Point 1 above answers a question about something you might have noticed in the change from Java 1.0 to Java 1.1: a number of method names have had small, apparently meaningless name changes. Now you can see that most of those changes had to do with adapting to the “get” and “set” naming conventions in order to make that particular component into a Bean.

We can use these guidelines to create a simple Bean:

//: Frog.java
// A trivial Java Bean
package frogbean;
import java.awt.*;
import java.awt.event.*;
 
class Spots {}
 
public class Frog {
  private int jumps;
  private Color color;
  private Spots spots;
  private boolean jmpr;
  public int getJumps() { return jumps; }
  public void setJumps(int newJumps) { 
    jumps = newJumps;
  }
  public Color getColor() { return color; }
  public void setColor(Color newColor) { 
    color = newColor; 
  }
  public Spots getSpots() { return spots; }
  public void setSpots(Spots newSpots) {
    spots = newSpots; 
  }
  public boolean isJumper() { return jmpr; }
  public void setJumper(boolean j) { jmpr = j; }
  public void addActionListener(
      ActionListener l) {
    //...

▶ [REQUIREMENTS]
1 - Answer these questions from the Java Bean passage.
(a) Between which two Java versions did the method name changes occur?
(b) In which package is the Frog class declared?
(c) What return type does the isJumper method have?
2 - Rewrite the part of the Java Bean passage that opens with the words containing "Point 1 above" and closes with "into a Bean.", substituting "naming rules" for "naming conventions".
Answer using only the Java Bean passage.

▶ [RECORDS]
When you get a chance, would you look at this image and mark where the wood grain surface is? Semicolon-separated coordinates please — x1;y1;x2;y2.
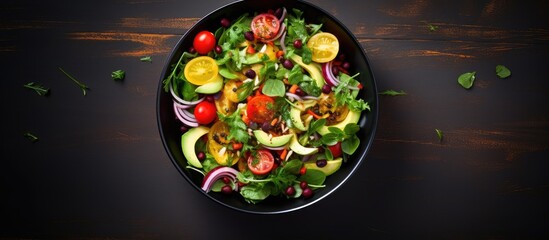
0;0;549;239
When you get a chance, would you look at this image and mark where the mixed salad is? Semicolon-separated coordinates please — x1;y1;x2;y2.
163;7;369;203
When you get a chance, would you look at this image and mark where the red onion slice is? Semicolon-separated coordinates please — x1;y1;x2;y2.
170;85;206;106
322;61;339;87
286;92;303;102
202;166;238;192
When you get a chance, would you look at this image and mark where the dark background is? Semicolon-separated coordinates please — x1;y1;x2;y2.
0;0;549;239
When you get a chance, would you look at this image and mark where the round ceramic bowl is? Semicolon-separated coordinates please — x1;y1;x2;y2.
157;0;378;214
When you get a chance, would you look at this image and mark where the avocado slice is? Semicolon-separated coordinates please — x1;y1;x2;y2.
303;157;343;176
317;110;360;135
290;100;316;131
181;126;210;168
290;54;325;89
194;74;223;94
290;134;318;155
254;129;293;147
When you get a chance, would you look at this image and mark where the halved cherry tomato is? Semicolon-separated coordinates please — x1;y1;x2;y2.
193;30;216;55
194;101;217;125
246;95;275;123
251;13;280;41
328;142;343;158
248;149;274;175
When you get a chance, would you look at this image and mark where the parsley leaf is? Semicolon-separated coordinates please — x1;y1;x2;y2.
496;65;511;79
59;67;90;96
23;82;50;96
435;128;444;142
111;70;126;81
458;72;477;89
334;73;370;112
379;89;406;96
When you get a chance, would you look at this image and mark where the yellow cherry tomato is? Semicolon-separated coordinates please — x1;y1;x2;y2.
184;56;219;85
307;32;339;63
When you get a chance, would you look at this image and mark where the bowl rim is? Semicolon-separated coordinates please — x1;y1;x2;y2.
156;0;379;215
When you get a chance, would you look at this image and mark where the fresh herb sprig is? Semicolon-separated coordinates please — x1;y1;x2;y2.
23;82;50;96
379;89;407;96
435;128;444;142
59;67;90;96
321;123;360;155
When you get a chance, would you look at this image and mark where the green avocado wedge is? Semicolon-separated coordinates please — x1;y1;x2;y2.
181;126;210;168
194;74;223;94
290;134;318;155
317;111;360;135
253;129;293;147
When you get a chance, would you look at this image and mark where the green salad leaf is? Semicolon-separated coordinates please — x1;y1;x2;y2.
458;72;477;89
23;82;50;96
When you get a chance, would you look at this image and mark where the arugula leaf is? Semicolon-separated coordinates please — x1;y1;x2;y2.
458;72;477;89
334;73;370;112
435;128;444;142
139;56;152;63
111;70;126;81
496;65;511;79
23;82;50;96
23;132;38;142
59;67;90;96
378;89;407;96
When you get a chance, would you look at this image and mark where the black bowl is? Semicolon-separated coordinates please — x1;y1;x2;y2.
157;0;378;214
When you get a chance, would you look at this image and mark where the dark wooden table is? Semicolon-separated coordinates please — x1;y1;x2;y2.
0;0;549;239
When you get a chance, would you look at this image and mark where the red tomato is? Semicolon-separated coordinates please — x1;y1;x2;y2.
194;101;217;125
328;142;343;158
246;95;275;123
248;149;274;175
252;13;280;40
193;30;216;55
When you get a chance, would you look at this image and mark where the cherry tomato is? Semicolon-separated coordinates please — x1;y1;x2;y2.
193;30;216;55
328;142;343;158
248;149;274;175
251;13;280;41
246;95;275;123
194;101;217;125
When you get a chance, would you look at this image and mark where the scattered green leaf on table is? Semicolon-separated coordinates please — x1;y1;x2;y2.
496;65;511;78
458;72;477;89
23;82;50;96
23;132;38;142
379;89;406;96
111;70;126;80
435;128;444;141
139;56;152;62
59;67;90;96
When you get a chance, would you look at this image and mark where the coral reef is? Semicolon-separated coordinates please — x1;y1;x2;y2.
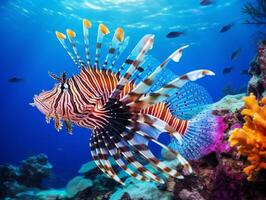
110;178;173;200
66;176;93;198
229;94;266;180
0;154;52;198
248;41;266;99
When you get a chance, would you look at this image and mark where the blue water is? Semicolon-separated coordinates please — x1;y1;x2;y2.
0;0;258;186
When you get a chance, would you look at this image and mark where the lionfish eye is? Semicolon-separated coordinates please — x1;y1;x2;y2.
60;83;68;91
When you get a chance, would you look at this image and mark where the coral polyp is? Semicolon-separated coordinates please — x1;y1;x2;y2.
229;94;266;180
---
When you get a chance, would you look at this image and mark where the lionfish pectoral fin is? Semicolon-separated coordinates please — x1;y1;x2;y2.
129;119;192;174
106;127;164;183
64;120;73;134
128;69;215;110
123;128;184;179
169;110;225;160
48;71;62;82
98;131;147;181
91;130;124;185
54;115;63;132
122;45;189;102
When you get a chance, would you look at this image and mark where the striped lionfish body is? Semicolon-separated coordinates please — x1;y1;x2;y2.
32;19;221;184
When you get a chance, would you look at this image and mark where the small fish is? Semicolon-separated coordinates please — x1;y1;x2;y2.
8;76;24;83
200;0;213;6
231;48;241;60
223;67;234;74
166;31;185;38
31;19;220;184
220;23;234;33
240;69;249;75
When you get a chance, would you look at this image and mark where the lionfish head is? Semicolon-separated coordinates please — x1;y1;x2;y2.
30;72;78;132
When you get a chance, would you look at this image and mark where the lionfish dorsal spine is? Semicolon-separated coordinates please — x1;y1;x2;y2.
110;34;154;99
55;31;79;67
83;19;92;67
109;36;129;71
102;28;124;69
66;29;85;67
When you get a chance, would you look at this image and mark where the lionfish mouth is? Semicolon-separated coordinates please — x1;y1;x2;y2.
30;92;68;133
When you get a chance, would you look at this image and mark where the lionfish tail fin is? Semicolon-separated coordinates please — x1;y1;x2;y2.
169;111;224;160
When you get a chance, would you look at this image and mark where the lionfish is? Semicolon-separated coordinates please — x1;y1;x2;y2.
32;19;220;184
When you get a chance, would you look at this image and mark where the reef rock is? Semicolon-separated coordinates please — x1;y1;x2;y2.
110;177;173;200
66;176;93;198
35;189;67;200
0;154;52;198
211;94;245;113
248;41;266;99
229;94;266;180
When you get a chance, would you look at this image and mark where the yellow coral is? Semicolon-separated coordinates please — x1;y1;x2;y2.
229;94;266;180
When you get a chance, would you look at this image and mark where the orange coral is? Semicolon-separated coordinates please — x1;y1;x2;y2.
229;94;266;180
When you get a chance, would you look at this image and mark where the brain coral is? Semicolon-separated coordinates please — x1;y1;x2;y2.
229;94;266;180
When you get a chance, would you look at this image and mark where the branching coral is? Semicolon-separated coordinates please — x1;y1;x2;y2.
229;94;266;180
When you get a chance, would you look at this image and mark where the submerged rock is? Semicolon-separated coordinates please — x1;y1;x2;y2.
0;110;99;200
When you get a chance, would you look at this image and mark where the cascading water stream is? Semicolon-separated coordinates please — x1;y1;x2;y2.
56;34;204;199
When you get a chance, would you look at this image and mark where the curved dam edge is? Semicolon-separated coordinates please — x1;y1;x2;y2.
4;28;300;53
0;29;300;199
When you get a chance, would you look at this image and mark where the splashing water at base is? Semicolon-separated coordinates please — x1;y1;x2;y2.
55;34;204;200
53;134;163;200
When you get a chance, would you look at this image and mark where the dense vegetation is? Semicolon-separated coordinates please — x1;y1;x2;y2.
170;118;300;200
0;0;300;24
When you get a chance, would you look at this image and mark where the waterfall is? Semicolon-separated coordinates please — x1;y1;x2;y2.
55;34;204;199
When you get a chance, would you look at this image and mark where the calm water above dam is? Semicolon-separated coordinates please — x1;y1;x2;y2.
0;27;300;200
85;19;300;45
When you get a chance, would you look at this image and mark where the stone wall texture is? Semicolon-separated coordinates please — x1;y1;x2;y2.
...
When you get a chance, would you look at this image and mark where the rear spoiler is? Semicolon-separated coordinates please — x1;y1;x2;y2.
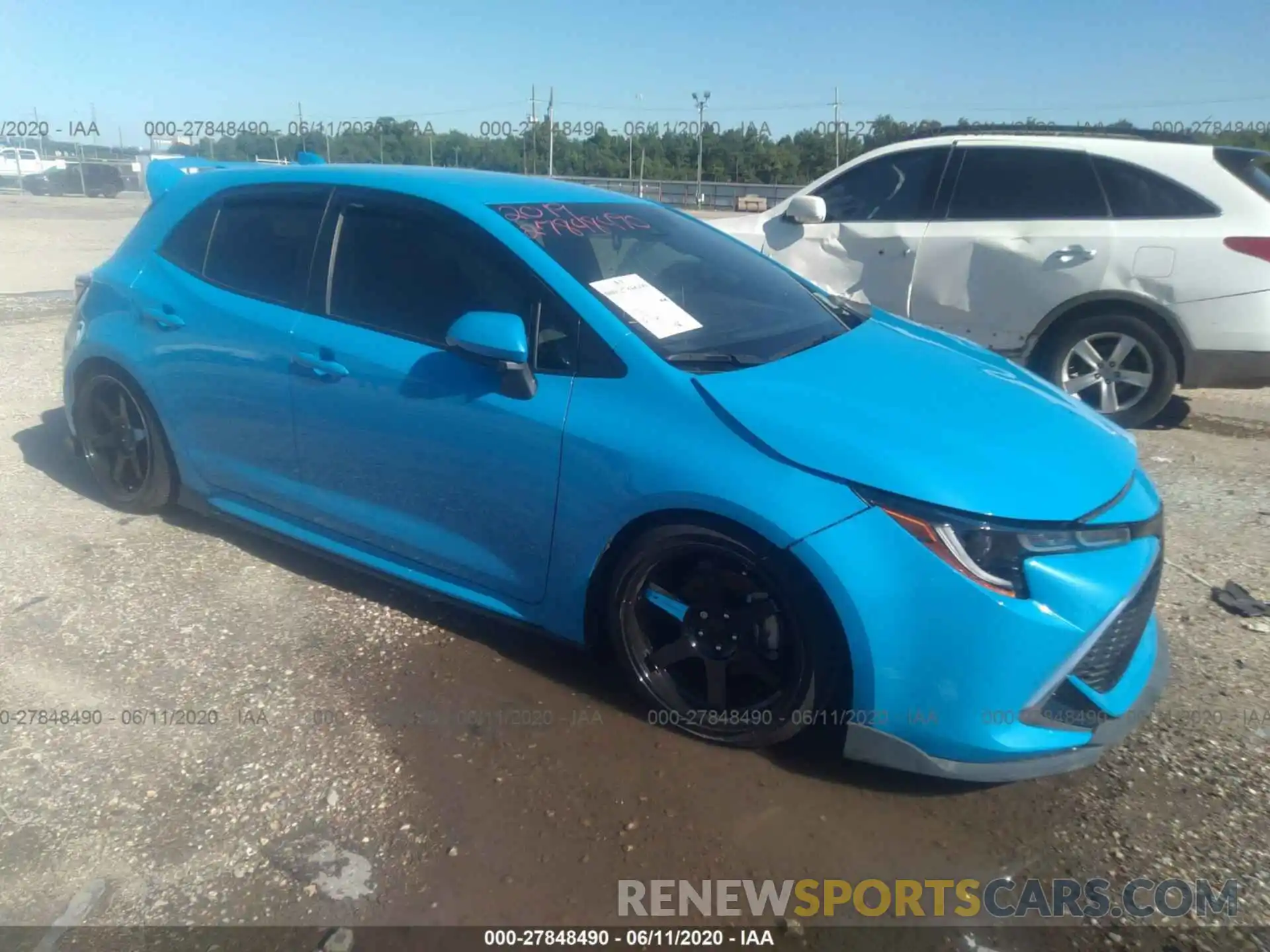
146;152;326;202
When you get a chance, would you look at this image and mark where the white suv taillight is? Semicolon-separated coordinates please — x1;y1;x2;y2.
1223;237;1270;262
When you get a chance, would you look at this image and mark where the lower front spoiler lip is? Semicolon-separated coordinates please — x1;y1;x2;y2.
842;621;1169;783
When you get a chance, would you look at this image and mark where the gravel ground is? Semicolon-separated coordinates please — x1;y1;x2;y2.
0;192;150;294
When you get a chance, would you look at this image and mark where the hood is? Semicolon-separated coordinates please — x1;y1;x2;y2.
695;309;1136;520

▶ [FINAL RESULTS]
1 -
(a) Java 1.0 and Java 1.1
(b) frogbean
(c) boolean

2 -
Point 1 above answers a question about something you might have noticed in the change from Java 1.0 to Java 1.1: a number of method names have had small, apparently meaningless name changes. Now you can see that most of those changes had to do with adapting to the “get” and “set” naming rules in order to make that particular component into a Bean.